* **Dataset records about object locations**:
[START]

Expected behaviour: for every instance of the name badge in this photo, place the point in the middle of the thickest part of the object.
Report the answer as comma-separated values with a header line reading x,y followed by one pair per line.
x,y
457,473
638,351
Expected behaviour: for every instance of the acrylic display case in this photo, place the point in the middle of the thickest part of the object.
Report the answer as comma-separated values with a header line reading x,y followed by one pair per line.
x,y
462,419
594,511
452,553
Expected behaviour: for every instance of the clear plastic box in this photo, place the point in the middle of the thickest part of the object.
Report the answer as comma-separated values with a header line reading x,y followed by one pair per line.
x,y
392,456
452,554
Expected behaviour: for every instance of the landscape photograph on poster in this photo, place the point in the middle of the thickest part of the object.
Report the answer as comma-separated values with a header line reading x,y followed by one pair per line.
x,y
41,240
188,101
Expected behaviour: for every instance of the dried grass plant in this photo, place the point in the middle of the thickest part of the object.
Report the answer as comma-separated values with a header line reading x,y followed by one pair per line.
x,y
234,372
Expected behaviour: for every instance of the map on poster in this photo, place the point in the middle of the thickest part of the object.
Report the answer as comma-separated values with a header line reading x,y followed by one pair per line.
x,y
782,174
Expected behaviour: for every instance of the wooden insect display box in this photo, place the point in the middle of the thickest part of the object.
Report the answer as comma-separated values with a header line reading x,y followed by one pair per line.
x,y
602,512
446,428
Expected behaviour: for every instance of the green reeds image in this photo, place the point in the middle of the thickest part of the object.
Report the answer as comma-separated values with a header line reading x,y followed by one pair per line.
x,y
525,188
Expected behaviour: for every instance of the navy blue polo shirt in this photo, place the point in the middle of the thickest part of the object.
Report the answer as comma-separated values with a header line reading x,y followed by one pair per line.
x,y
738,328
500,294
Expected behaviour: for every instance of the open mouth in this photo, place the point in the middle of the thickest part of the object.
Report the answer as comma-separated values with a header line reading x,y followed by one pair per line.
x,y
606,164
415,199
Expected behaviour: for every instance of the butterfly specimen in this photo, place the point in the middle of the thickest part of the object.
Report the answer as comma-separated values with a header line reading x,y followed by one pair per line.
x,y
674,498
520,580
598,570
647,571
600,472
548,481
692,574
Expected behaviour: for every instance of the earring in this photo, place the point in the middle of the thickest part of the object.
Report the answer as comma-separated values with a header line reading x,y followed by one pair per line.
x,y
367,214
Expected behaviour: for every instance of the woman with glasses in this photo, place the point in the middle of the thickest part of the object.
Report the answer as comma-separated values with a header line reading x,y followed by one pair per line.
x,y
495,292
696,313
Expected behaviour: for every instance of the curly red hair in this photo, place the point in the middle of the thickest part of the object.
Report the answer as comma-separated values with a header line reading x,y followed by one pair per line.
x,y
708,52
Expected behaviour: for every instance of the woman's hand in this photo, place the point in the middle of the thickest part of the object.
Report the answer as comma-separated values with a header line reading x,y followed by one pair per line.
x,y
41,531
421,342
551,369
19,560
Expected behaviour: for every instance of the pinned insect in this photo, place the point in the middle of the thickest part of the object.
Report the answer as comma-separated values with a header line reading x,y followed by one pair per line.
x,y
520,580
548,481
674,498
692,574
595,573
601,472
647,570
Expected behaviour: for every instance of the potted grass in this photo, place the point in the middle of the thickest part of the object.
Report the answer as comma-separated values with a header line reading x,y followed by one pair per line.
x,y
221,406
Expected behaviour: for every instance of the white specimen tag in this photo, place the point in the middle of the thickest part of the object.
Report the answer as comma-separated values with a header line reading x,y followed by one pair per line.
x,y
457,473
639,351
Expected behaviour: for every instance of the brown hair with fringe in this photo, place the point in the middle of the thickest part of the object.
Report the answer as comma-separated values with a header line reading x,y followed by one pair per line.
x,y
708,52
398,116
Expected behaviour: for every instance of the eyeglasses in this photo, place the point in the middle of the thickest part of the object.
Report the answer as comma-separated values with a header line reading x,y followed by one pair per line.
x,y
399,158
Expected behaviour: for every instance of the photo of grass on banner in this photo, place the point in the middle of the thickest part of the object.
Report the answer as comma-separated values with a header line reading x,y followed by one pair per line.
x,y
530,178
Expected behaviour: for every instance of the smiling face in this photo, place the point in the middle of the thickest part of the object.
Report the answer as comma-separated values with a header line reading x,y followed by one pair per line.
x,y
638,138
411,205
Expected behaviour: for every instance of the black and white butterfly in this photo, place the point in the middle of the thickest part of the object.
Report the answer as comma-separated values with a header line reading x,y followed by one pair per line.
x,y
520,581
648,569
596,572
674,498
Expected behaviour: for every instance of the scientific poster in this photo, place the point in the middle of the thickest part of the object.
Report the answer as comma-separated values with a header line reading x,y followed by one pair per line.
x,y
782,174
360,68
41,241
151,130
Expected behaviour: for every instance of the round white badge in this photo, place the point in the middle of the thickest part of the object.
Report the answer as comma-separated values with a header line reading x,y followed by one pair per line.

[END]

* **Exercise objective**: Faithfully reproduce all of the records, character for character.

* **Exercise output**:
Expected behaviour: for every instance of the name badge in this photo, place the point in the middle of the thickest part of the object.
Report the answer as comma-separated values with a header line reading x,y followed by one pair per line.
x,y
457,473
638,351
Expected behaviour: for every instance of the acrylic display case in this photo, place the point in the middle of the thickest part of the object.
Report the answer as comma-separated values with a header line reading x,y followed by one pair per line.
x,y
462,419
594,511
452,553
Expected behaviour: for every instance of the clear plastic box in this photo, place the point in the middle of the thickest part of the object.
Report the answer as comma-separated values with a header line reading x,y followed by one pair per line.
x,y
392,456
452,554
Expected behaviour: for every instance of the landscape photograph on poster in this photo, place the point in the middle of the thickest part of the object.
Report the answer as comma-separated values with a header line reading x,y followed by one pair per line.
x,y
41,240
188,101
Expected behaviour: for every instance of the dried grass plant in this photo, place the point in the middle of the thickest part of the object.
Report the answer as comma-separated values with a header line reading x,y followed by one pair per line.
x,y
234,372
Expected behaviour: for every instance of the map on poster in this photo, place the point in the middle of the thickest part of the object.
Report the answer as comma-separated values with a header line reading x,y followed by one pair per line.
x,y
782,174
Expected behaviour: for every instance of the wooden insect display box in this photo, place the point in the middle of the thickest part of the object.
Report the answer as comma-separated values with a header line reading x,y followed by one pair per line.
x,y
602,512
446,428
Expected behaviour: for every instance of the green reeds image in this photo, place the point in the middle of the thickest part of the object.
Report the answer as comma-separated values with a header line reading x,y followed by one pair per line.
x,y
525,188
Expected behaviour: for every instance of the navy blue polo shirt in this photo, place the point in the middle of the thickest part of the object.
Report the answer as comma-separated values with a header line reading x,y followed by one pair per line.
x,y
738,328
500,294
Expected behaviour: for every instance of the open mouth in this photo, place the point in the middle of the thickest part of the object.
Report the answer as comma-separated values with a header line reading x,y followed by one pair per line.
x,y
606,164
415,199
Expected behaviour: for every instance of the butterfly specimen in this photo, place the point in the middle of the thickest part of the object.
Report the answer as comma-separated values with a header line reading x,y followed by one pair per line.
x,y
674,498
520,580
598,570
647,571
600,472
548,481
692,574
Expected behaviour: for every instance of the earring in this photo, place the point in the middle of the thickest part of the object.
Report the answer as comma-separated values with a header line reading x,y followed by one pair per line.
x,y
367,214
Expected behaviour: for every instance of the woman with glasses in this photo, place the point in the middle of the thickest part of the object.
Report the answer as comma-separated values with a header line reading x,y followed by one pair per line.
x,y
495,292
696,313
Expected behaviour: for every instance of the curly red hair in this photo, place the point in the middle of the thickest part of the object.
Report the answer as comma-separated values with a header line reading x,y followed by one pair per line.
x,y
708,52
Expected behaviour: for every instance of the woman's hand in this photo, place the point in the middle of the thickest part of the object.
Report the answer as comma-separated values with a header line reading x,y followed by one pair per line.
x,y
41,531
421,342
551,369
19,560
Expected behaviour: for every instance of the pinned insect in this photo, place the point in the middle of the thickest part of the object.
Report the answer as comma-separated values with a header line reading x,y followed by one pair per line.
x,y
520,580
548,481
674,498
692,574
595,573
601,472
647,570
Expected behaviour: for every instance of the potted grass in this photo, place the point in the middle of the thickest part of the object.
Report the answer as comma-separated values with a header line reading x,y followed by one pair per line.
x,y
221,406
Expected behaviour: for every instance of the white specimen tag in this photo, place the point in the middle of the thickest part of the object.
Report the answer as comma-separated values with a header line reading x,y followed by one pair per line.
x,y
457,473
639,351
Expected behaviour: for every instance of the brown hair with fringe in this photo, place the point in the middle of the thickest part of the object.
Report the answer as comma-separated values with a header line reading x,y followed by one pair per line.
x,y
708,52
398,116
Expected behaviour: for every instance of the eyeglasses in this photo, place the point in the middle of the thickest part of the object.
Report the answer as comma-separated values with a header line reading x,y followed by one pair per line.
x,y
399,158
Expected behaviour: for every instance of the photo of grass on banner in this photo, place the point in the middle of the thickest part of the object.
Report the answer as comma-separated values with a header line reading x,y followed by one pair per line.
x,y
530,178
Expected behaviour: for every instance of the smiling face in this photo, place the point in the middle of the thickest part of the object.
Report the answer as comma-separated values with a header line reading x,y followed by one pair per line.
x,y
638,138
411,205
Expected behaviour: for every instance of the black and white butterfly in this photo, place the point in the middle of the thickest part of the object.
Report the answer as comma-separated values with a header line reading x,y followed by one pair per line.
x,y
520,581
648,569
596,572
674,498
Expected behaviour: for every instance of the scientific poster in this photo, place the point in the middle of the thickest part of the object.
Report the answer as comma-separated values with a header line reading x,y followed by one pair per line.
x,y
782,174
360,68
41,241
151,130
Expected behaviour: for every instance of the round white badge in this photo, place the point in the middle of the thickest part of the object.
Report the answer as comma-separated values with a header line reading x,y followed by one pair per line.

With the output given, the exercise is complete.